**WRITTEN TASK**.
Retype the entries below without any changes, starting with the line that contains "Drop one marker on each instance of the maroon" and going on through the line that contains "[[624, 122]]", with both of those lines included.

----- ENTRIES SHOWN -----

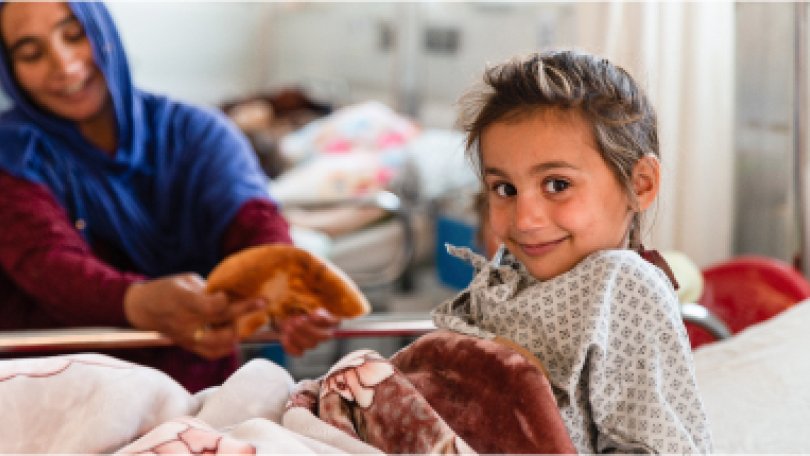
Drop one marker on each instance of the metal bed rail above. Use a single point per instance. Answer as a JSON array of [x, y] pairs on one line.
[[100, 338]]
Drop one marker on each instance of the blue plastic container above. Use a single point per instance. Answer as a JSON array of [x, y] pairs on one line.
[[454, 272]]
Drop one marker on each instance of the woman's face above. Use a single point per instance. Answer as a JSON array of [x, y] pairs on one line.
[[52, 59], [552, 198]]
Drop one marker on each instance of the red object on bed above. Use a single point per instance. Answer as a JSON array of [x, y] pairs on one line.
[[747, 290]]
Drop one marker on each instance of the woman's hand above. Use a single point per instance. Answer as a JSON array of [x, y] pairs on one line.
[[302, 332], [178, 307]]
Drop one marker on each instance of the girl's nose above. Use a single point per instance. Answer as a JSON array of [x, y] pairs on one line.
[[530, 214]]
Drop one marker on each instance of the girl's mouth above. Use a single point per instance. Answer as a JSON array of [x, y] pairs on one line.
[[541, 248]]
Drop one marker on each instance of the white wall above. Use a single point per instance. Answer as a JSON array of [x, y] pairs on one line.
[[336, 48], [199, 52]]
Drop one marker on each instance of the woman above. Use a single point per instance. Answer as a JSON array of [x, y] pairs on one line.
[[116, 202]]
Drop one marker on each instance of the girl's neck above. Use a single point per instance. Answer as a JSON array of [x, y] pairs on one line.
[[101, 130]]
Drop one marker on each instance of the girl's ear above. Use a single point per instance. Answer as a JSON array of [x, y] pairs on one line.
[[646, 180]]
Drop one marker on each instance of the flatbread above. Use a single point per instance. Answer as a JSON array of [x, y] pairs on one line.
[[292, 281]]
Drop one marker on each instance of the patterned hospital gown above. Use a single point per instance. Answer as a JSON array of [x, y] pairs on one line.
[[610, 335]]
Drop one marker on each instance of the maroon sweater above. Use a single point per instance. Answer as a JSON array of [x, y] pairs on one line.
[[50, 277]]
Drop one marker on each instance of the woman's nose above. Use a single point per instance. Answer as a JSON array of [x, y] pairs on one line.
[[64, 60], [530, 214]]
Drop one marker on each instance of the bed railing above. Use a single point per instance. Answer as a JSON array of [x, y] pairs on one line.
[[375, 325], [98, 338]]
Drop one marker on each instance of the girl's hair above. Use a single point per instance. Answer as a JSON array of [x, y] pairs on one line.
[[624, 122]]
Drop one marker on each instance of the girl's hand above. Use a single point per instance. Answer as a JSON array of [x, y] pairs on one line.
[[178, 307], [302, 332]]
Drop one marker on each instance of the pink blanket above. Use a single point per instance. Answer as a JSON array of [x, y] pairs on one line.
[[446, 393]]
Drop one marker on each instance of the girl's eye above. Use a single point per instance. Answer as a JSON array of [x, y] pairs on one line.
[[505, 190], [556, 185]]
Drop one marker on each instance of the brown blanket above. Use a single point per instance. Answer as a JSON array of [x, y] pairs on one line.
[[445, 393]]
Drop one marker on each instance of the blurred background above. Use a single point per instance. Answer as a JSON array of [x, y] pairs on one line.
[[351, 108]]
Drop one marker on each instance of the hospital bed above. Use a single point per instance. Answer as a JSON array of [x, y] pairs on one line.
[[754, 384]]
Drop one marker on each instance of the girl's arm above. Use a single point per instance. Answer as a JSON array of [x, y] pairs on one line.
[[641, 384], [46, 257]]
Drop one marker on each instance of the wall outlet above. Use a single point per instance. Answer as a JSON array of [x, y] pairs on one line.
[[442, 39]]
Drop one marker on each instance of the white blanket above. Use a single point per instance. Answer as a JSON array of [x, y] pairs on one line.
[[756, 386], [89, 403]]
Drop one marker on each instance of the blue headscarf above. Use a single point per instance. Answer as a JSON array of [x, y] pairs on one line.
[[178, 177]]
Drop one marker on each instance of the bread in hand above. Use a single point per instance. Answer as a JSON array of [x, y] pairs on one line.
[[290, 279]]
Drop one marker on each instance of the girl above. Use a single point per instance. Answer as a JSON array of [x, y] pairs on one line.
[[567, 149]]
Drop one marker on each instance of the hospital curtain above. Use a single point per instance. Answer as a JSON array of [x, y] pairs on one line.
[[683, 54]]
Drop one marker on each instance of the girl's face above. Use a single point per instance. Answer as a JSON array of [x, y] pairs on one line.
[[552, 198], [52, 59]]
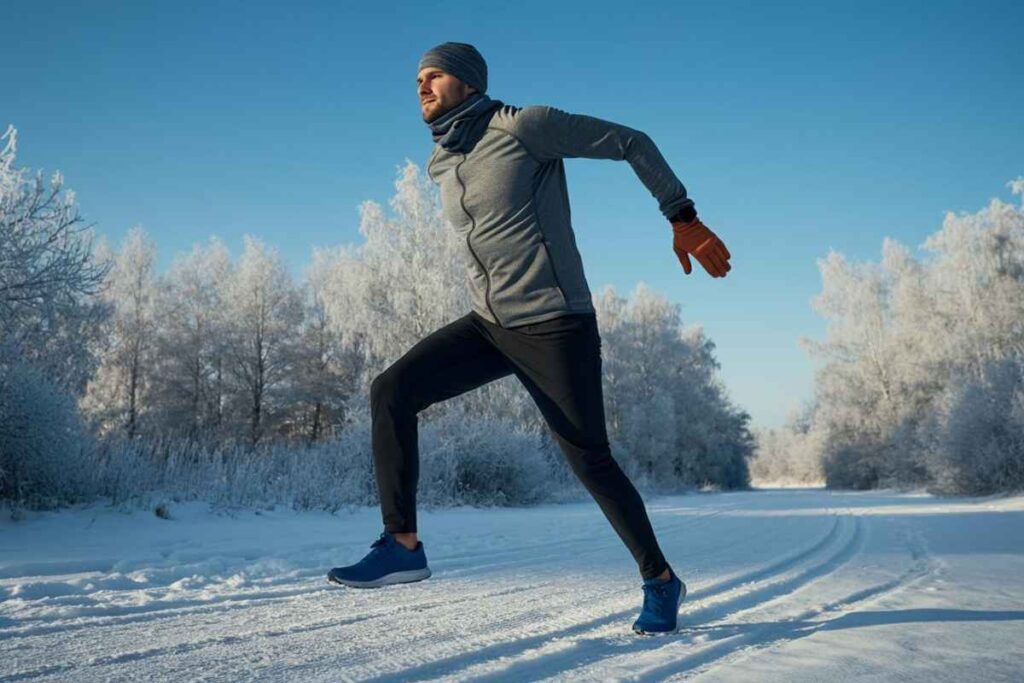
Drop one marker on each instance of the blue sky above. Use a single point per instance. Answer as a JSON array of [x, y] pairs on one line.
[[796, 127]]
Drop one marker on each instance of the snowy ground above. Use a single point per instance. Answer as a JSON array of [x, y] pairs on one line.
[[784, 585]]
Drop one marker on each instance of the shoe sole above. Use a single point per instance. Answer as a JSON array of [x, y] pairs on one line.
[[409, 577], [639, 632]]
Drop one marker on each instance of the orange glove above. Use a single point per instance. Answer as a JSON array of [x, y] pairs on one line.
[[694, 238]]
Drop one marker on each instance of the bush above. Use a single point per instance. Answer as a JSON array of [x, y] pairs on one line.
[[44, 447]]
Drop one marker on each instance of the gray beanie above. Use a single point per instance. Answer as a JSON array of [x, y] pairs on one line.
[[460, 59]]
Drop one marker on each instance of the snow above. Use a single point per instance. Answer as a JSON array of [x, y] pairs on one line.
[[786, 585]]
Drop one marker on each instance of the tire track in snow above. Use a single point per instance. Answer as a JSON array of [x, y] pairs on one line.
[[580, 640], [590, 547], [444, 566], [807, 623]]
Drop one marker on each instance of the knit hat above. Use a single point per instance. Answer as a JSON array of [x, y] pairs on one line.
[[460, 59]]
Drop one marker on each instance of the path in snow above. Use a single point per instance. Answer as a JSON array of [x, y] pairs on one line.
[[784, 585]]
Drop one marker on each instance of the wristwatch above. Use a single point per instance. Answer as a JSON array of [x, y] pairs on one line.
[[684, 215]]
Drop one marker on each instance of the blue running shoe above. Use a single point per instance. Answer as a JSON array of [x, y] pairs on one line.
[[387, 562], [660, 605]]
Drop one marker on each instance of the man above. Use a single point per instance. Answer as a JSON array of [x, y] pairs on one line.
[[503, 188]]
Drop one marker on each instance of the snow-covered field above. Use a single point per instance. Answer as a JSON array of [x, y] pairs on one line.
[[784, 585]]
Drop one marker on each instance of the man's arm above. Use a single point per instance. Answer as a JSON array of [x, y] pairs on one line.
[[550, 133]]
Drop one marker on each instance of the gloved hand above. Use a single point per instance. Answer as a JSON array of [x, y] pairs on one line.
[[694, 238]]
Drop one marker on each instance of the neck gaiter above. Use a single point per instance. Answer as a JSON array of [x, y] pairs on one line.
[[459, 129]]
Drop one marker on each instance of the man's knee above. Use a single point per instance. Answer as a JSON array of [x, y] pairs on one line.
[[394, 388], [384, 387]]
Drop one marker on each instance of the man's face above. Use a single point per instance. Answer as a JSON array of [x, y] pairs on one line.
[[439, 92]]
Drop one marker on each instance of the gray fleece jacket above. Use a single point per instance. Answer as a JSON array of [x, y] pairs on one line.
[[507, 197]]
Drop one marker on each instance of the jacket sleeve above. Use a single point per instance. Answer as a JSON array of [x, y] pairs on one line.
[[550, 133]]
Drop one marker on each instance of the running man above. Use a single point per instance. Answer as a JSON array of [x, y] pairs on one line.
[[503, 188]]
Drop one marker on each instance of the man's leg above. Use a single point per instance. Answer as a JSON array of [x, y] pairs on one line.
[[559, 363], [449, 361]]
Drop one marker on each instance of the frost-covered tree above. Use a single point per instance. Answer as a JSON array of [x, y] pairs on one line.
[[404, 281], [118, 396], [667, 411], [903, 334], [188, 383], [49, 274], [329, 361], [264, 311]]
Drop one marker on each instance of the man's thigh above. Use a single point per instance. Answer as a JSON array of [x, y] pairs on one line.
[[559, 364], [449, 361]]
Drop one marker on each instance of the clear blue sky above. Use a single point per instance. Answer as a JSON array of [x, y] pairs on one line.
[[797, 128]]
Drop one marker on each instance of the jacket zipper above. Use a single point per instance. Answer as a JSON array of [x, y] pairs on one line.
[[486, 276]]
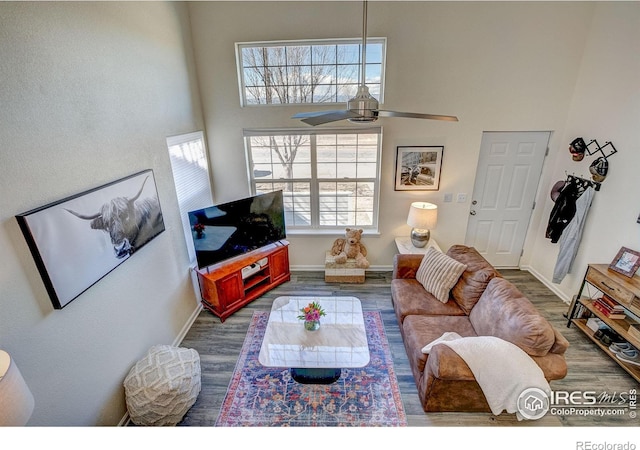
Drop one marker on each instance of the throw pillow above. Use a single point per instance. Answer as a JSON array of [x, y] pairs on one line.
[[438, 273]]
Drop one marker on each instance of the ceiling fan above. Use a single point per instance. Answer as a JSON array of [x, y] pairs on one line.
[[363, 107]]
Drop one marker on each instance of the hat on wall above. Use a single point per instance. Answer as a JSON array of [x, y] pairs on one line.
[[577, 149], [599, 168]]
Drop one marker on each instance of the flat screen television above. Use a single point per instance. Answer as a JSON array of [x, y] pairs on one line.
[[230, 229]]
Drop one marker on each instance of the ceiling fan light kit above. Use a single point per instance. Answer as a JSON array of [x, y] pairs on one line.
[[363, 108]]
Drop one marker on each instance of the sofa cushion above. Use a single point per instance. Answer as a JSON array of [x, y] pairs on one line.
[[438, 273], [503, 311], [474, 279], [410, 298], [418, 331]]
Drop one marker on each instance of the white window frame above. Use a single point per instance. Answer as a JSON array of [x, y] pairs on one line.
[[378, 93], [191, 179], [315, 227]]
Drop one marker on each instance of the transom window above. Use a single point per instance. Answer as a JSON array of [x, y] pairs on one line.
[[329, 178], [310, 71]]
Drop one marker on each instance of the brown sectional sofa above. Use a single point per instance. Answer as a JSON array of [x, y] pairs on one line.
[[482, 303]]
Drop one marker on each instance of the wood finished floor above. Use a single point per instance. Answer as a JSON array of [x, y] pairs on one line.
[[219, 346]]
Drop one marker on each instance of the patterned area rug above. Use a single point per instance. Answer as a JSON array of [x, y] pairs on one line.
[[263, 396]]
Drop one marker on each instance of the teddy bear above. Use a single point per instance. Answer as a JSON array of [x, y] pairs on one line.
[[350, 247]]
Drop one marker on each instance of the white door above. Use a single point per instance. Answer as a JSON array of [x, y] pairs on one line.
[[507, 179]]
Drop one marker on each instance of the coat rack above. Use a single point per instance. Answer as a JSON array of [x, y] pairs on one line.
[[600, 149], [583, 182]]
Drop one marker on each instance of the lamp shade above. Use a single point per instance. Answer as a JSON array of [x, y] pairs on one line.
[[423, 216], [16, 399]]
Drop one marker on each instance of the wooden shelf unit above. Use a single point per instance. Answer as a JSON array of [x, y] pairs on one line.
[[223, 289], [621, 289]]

-----

**THE OUTPUT**.
Drop one marker on each instance of the maroon sweater above. Use a single point per instance. Answer as a JSON array of [x, y] pairs on one line.
[[50, 277]]
Drop one marker on each instance of the woman's nose above. Use a single point per instance. Answer as a JSON array of [x, y] pairs on one line.
[[64, 60], [530, 214]]
Drop one marker on each instance of the bed railing above. Use a single point per instance. Answer as a JSON array of [x, y] pairs on one line.
[[375, 325], [98, 338]]
Drop one marker on each instance of the girl's hair above. Use a single point per instance. Answer as a JSON array of [x, y] pairs on one line.
[[624, 122]]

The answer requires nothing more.